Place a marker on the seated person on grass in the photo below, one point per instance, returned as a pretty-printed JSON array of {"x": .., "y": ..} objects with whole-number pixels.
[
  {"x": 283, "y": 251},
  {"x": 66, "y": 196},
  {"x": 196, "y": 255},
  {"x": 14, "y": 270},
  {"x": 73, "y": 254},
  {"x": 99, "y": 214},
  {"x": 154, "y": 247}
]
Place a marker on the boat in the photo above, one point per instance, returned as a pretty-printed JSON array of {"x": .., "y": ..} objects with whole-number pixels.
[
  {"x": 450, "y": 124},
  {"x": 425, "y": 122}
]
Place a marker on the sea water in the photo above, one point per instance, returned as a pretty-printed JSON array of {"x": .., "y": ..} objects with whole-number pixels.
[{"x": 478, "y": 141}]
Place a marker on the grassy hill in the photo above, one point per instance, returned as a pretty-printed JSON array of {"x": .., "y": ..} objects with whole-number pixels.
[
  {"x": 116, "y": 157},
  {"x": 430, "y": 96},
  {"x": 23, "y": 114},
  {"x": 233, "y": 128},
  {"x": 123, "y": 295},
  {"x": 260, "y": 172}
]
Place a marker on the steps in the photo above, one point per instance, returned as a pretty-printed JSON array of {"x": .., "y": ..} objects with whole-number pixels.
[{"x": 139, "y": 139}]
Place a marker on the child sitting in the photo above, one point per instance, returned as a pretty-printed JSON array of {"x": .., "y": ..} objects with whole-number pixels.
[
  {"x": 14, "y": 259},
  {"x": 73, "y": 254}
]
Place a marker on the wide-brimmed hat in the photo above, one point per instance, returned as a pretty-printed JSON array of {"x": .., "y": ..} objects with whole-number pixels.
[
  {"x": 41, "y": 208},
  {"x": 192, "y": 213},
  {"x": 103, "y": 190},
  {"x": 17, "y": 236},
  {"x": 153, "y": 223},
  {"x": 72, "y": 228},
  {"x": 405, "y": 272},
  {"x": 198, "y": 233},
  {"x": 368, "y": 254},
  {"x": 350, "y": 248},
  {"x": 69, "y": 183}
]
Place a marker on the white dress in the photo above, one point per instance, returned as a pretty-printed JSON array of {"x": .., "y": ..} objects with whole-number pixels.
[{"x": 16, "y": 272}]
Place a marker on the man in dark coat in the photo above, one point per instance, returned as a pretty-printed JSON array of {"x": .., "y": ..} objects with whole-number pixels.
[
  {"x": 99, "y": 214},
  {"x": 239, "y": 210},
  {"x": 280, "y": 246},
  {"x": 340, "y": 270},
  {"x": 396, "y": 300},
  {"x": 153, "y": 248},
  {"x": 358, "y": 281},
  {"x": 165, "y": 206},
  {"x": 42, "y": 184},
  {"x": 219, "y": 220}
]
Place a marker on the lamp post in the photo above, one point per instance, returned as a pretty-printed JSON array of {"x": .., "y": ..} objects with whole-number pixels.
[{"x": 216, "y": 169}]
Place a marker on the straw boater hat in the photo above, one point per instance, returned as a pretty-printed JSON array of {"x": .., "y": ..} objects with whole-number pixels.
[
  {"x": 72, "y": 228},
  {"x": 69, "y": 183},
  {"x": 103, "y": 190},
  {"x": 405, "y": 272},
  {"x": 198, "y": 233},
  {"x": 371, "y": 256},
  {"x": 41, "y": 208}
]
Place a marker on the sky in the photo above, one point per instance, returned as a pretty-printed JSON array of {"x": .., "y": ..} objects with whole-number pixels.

⁂

Write out the full listing without altering anything.

Place a marker on the seated person on grass in the photo below, one point per instance, returned as a pretty-printed JSON array of {"x": .., "y": ..} objects with whole-number pixels.
[
  {"x": 283, "y": 251},
  {"x": 66, "y": 196},
  {"x": 196, "y": 255},
  {"x": 14, "y": 270},
  {"x": 73, "y": 254},
  {"x": 99, "y": 214},
  {"x": 154, "y": 247}
]
Place a marker on the boat in the photo above, one point per instance, returned as a pretty-printed JSON array of {"x": .., "y": ..} objects with whole-number pixels.
[
  {"x": 450, "y": 124},
  {"x": 425, "y": 122}
]
Place a marker on the sea water in the photo above, one point per instance, returned as a pretty-printed JSON array of {"x": .., "y": ..} objects with whole-number pixels.
[{"x": 478, "y": 141}]
Place a marker on the grassy hill in the photo above, one point per instance, returned as a pretty-printed JSON array of {"x": .., "y": ..} objects with whole-number pixels.
[
  {"x": 116, "y": 157},
  {"x": 430, "y": 96},
  {"x": 23, "y": 114},
  {"x": 233, "y": 128},
  {"x": 123, "y": 295},
  {"x": 260, "y": 172}
]
Place a marker on the steps in the photo above, one point per instance, returned as a pretty-printed JSON array of {"x": .., "y": ..} objects with whole-number pixels.
[{"x": 139, "y": 139}]
Place a marker on the child sitting in the photo above, one point per instance, returned as a pretty-printed JSON array of {"x": .., "y": ..} objects with whole-number pixels.
[
  {"x": 14, "y": 259},
  {"x": 73, "y": 254}
]
Place a marker on the wide-brimmed hat in the photo above, one point per instance, returned as a pretty-printed JSON array of {"x": .., "y": ..} objects with whole-number pixels.
[
  {"x": 41, "y": 208},
  {"x": 192, "y": 213},
  {"x": 103, "y": 190},
  {"x": 17, "y": 236},
  {"x": 153, "y": 223},
  {"x": 72, "y": 228},
  {"x": 405, "y": 272},
  {"x": 198, "y": 233},
  {"x": 368, "y": 254},
  {"x": 350, "y": 248},
  {"x": 69, "y": 183}
]
Place a marker on the white dress in the photo above, one point per instance, returned as a pretty-printed JSON array of {"x": .., "y": ..} objects with whole-number pixels.
[{"x": 16, "y": 272}]
Place a marker on the man in dark coat in the photo above, one point per instance, returned as a pretty-printed JSON array of {"x": .., "y": ..} objects with whole-number pixels.
[
  {"x": 99, "y": 214},
  {"x": 239, "y": 210},
  {"x": 280, "y": 246},
  {"x": 340, "y": 270},
  {"x": 396, "y": 300},
  {"x": 153, "y": 248},
  {"x": 358, "y": 281},
  {"x": 165, "y": 206},
  {"x": 42, "y": 184},
  {"x": 219, "y": 220}
]
Place a marker on the lamp post in the photo above, one point per instance, returned as a pretty-printed JSON array of {"x": .., "y": ..} objects with whole-number pixels.
[{"x": 216, "y": 169}]
Place a marker on the straw boater hat in the photo above, one point per instance, returned as a pretty-printed JSON array of {"x": .., "y": ..} objects with whole-number pixels.
[
  {"x": 72, "y": 228},
  {"x": 69, "y": 183},
  {"x": 103, "y": 190},
  {"x": 405, "y": 272},
  {"x": 198, "y": 233},
  {"x": 371, "y": 256},
  {"x": 41, "y": 208}
]
Place a marker on the sky in the photo above, one point per instance, returned as a pretty-printed JSON array of {"x": .., "y": ..} objects with whole-number pixels.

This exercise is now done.